§ TEKST ŹRÓDŁOWY:
/---

Na szczęście to było tuż przed wprowadzeniem „Błękitnej Linii”, więc zamiast spędzać długie godziny na kontaktach z losowo generowanymi konsultantami można było udać się „placówki” i z wysuniętym na czoło bojownikiem zetrzeć na udeptanej posadzce. Dzięki temu, już po godzinie czekania w kolejce i paru minutach „sprawdzania” czegoś w terminalu, z wdzięcznym akompaniamentem fuknięć, mamrotania oraz kosych spojrzeń, dowiedziałem się, że owszem, mam odciętą linię, bo nie płaciłem. Numer konta zmienił. Na pytanie o informację o tym drobiazgu dowiedziałem się, że przecież mam innym numer wydrukowany na tym kwitku odrywanym od faktury. Żadnym tam informacji „uwaga zmiana numeru”, czy innych ostrzeżeń. Dowiedziałem się wtedy, że gdybym płaciła jak „człowiek” na poczcie lub banku, to nie byłoby problemu. A skoro wymyślam jakieś „internety” to sam jestem sobie winien - smaczku dodaje akurat trwająca mocna kampania wciskania ludziom Neostrady, której uroczy plakat wisiał nieopodal okienka. Dość, że na moim nowym koncie wpływu nie ma, dług jest i mam spadać, płacić i przepraszać.

\---

§ DOSTARCZONE REKORDY:
/---

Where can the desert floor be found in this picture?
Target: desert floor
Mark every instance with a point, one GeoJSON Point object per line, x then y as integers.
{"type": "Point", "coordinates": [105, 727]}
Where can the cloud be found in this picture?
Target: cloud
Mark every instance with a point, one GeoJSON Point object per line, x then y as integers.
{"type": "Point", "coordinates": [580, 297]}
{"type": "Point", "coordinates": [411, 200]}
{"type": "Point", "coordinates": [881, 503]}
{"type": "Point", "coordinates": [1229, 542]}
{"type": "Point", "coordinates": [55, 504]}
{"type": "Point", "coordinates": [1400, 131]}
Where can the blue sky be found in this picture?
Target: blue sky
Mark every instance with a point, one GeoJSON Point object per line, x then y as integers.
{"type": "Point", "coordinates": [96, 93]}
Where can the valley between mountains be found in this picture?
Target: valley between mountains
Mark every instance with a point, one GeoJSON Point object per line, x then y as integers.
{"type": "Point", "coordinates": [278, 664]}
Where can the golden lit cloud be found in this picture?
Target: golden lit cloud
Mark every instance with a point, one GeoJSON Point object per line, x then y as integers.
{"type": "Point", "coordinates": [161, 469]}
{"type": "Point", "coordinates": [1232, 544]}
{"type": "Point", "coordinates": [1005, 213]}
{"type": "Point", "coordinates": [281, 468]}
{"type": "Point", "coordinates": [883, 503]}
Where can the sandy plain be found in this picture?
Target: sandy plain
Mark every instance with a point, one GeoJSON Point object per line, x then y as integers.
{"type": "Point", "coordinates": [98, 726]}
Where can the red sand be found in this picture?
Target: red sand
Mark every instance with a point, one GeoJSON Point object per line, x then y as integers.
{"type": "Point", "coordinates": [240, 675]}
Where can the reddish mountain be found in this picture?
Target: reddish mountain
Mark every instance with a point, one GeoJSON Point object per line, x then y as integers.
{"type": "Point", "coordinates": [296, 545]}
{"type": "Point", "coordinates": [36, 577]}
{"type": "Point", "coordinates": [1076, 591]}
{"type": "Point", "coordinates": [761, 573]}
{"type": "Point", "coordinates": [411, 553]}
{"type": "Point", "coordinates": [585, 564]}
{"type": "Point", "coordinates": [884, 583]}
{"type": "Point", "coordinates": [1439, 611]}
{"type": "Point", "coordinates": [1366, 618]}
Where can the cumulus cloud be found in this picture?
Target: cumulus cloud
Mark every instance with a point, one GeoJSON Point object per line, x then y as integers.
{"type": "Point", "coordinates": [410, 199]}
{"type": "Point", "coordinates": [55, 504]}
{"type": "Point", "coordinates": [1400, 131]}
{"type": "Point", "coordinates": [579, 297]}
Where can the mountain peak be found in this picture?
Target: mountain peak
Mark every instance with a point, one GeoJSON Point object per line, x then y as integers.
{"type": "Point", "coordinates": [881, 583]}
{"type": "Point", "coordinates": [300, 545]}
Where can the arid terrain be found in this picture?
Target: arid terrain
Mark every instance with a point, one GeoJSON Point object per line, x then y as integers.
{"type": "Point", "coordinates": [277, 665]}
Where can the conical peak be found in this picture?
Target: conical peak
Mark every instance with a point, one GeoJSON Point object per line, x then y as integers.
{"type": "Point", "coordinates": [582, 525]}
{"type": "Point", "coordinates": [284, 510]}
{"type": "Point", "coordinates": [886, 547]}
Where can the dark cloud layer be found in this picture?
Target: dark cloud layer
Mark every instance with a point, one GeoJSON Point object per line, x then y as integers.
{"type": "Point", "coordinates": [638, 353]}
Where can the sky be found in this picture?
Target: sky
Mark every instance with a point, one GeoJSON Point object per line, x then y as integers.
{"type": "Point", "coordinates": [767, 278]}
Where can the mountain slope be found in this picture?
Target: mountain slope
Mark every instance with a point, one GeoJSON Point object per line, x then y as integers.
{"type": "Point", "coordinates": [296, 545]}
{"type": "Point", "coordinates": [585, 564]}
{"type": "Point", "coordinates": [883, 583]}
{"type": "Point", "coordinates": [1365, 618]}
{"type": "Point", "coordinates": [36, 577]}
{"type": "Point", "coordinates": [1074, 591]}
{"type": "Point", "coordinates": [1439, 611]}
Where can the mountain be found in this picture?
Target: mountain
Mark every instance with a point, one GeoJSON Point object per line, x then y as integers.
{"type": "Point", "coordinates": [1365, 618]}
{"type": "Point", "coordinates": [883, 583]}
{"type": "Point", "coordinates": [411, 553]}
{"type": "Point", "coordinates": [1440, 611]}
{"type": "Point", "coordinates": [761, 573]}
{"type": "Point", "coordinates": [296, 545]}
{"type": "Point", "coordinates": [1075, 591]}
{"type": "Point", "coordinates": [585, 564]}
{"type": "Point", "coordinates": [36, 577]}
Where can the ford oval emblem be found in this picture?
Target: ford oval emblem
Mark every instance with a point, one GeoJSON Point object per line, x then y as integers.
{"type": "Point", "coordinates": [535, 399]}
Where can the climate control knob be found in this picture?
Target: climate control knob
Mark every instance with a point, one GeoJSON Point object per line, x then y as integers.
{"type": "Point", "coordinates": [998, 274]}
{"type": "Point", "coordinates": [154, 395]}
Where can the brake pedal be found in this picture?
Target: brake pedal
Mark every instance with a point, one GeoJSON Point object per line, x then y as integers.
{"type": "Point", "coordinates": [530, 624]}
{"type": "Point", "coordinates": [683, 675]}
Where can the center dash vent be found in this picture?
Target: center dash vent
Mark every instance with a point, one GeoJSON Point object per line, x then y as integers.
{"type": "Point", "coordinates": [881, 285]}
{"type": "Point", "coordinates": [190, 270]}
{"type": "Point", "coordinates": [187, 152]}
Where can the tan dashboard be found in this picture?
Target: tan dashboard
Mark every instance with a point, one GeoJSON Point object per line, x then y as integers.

\---

§ ZADANIA:
#1 Odpowiedz na pytania do tekstu o odciętej linii:
(a) Ile trwało czekanie w kolejce w placówce?
(b) Dlaczego, według informacji z placówki, linia została odcięta?
(c) Kampania jakiej usługi trwała wtedy i gdzie wisiał jej plakat?
#2 Jak streścić w formie krótkiej listy akapit tekstu o odciętej linii zaczynający się od słów „Na szczęście to było”, zachowując jego najważniejsze fakty?
#3 Dopisz dalszy ciąg tekstu o odciętej linii, zaczynając po jego ostatnim zdaniu.
Rekordy pochodzą z innego źródła niż tekst o odciętej linii.

§ ROZWIĄZANIA:
#1
(a) Godzinę.
(b) Z powodu braku płatności.
(c) Neostrady; plakat wisiał nieopodal okienka.

#2
- Sprawa miała miejsce tuż przed wprowadzeniem „Błękitnej Linii”, więc można było pójść do placówki zamiast długo kontaktować się z konsultantami.
- Po godzinie w kolejce i kilku minutach sprawdzania w terminalu okazało się, że linia jest odcięta z powodu braku płatności.
- Zmieniono numer konta, a jedyną informacją był inny numer na kwitku odrywanym od faktury, bez żadnego ostrzeżenia.
- Winą obarczono płacenie przez internet zamiast na poczcie lub w banku, a obok okienka wisiał plakat kampanii Neostrady.
- Na nowym koncie nie ma wpływu, dług pozostaje i trzeba zapłacić oraz przeprosić.

#3
Już brałem tyły, już chciałem iść pokonany, gdy... No zaraz, jak to nie mają moich pieniędzy? Przecież gdzieś te przelewy wessało. Okazało się, że stare konto najzwyczajniej w świecie działa, że pieniążki zasysa, że tepsa je skrzętnie zbiera. Ale nie księguje. Zrobi to... kiedyś. Po krótkiej, lecz jeszcze w miarę spokojnej choć ciśnienie rosło, wymianie zdań „telekomuna” uznała jednak fakt, że zapłaciłem. Z wielką łaską i dąsami. No i otwierane jest zlecenie na podłączenie numeru, do dwóch tygodni będzie. Że, k... urtka, co? Że do dwóch tygodni. Centrala cyfrowa, trzy stuknięcia w klawisz, może pięć, i dwa tygodnie?! Tak właśnie, bo w regulaminie i już. Poza tym dwieście się należy (czy coś koło tego było). Co?! No za powtórne podłączenie karna opłata dla dłużnika. Nie zdzierżyłem i powiedziałem jasno i dobitnie gdzie mogą sobie wetknąć swój kabel z gniazdkiem i że nie życzę sobie żadnego podłączania usługi. Żegnamy się ozięble.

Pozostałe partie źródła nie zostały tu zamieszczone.